ИСХОДНЫЙ ТЕКСТ

Островская с примечальной трезвостью констатирует, что блокадный героизм (пассивный стоицизм) неотделим от «срама» – причем ощущение это крайне сложное, состоящее из разных слоев – внутреннего и внешнего, частного и публичного. С одной стороны, стыд – это раскаяние за распад человечности, семейных связей, всё, что в блокадном городе называлось «моральной дистрофией» («…недоразумения по пустякам вспыхивают часто и ненужно. В других семьях, культурных и интеллигентных, люди ссорятся, дерутся и ненавидят друг друга до бешенства»). С другой стороны, стыд навязан государством, скрывающим ленинградский голод: «Врачиха Сегаль, выписывая направление, посоветовалась со мною – каким словом заменить “дистрофия”, “истощение”. И на мой недоуменный вопрос ответила: слова “дистрофия” и “истощение” категорически запрещены к употреблению. Оказывается, по постановлению властей в Ленинграде нет ни дистрофиков, ни истощенных». Результатом этой политики стало превращение послеблокадного сообщества в своего рода безжалостного бога времени, не желающего помнить и готового пожрать всё и всех, что ему может напомнить о пережитом: «На дистрофиков смотрят холодно, даже без любопытства, с отвращением и злобой (звери ведь не любят больных зверей!). Им не прощают: того, что вовремя не поправились, или того, что вовремя не умерли. И лица у дистрофиков поэтому – виноватые».

ИСХОДНЫЙ МАТЕРИАЛ
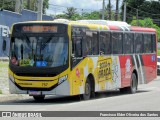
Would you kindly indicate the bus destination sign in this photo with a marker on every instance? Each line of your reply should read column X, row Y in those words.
column 40, row 29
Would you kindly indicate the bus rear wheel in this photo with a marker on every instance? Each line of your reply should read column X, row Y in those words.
column 134, row 84
column 87, row 90
column 39, row 98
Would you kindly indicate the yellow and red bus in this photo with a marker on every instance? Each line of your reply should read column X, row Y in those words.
column 78, row 58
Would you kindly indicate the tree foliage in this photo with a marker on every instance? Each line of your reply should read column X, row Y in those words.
column 27, row 4
column 147, row 22
column 142, row 8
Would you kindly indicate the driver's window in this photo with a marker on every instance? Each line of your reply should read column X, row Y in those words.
column 77, row 46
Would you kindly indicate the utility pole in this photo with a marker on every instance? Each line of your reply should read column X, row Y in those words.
column 29, row 4
column 40, row 7
column 137, row 17
column 117, row 7
column 17, row 6
column 124, row 12
column 109, row 9
column 103, row 7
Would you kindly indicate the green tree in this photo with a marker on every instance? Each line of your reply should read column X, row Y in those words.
column 71, row 11
column 147, row 22
column 27, row 4
column 142, row 9
column 32, row 5
column 7, row 5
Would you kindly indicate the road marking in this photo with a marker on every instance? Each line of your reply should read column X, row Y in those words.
column 40, row 110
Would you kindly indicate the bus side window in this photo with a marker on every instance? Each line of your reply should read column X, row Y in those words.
column 95, row 44
column 77, row 46
column 154, row 43
column 128, row 43
column 105, row 43
column 117, row 43
column 147, row 43
column 87, row 44
column 138, row 43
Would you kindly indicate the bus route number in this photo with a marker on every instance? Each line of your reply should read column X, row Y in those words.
column 104, row 71
column 44, row 84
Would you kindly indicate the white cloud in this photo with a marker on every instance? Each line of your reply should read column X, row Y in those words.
column 59, row 6
column 86, row 5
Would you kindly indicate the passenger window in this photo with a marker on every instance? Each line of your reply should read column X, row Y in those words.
column 154, row 43
column 105, row 43
column 128, row 43
column 95, row 44
column 117, row 43
column 138, row 43
column 77, row 46
column 147, row 43
column 87, row 44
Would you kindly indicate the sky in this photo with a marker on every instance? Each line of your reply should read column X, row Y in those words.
column 59, row 6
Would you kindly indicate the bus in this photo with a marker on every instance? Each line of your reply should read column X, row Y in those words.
column 68, row 58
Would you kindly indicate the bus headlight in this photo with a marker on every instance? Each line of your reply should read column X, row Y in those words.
column 11, row 78
column 62, row 79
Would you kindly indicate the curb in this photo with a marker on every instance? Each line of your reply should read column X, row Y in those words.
column 8, row 97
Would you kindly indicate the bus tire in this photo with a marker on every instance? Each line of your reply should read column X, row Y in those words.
column 133, row 87
column 87, row 90
column 39, row 98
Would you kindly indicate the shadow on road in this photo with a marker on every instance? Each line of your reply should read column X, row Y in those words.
column 65, row 100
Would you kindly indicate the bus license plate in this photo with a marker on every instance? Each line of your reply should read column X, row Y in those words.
column 31, row 92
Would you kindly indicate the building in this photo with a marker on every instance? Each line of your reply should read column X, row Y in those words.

ВАША ЗАДАЧА
Определите, пожалуйста, согласуется ли с исходным текстом каждое утверждение: (а) врачиха Сегаль сказала, что слова «дистрофия» и «истощение» запрещены к употреблению; (б) на дистрофиков смотрят с любопытством и сочувствием; (в) ссоры и ненависть, по записям Островской, встречаются только в некультурных семьях. На каждое ответьте «да» или «нет» и приведите точную цитату из текста, которая это решает.

ИТОГОВЫЙ ОТВЕТ
(а) Да: «слова “дистрофия” и “истощение” категорически запрещены к употреблению».
(б) Нет: «На дистрофиков смотрят холодно, даже без любопытства, с отвращением и злобой».
(в) Нет: «В других семьях, культурных и интеллигентных, люди ссорятся, дерутся и ненавидят друг друга до бешенства».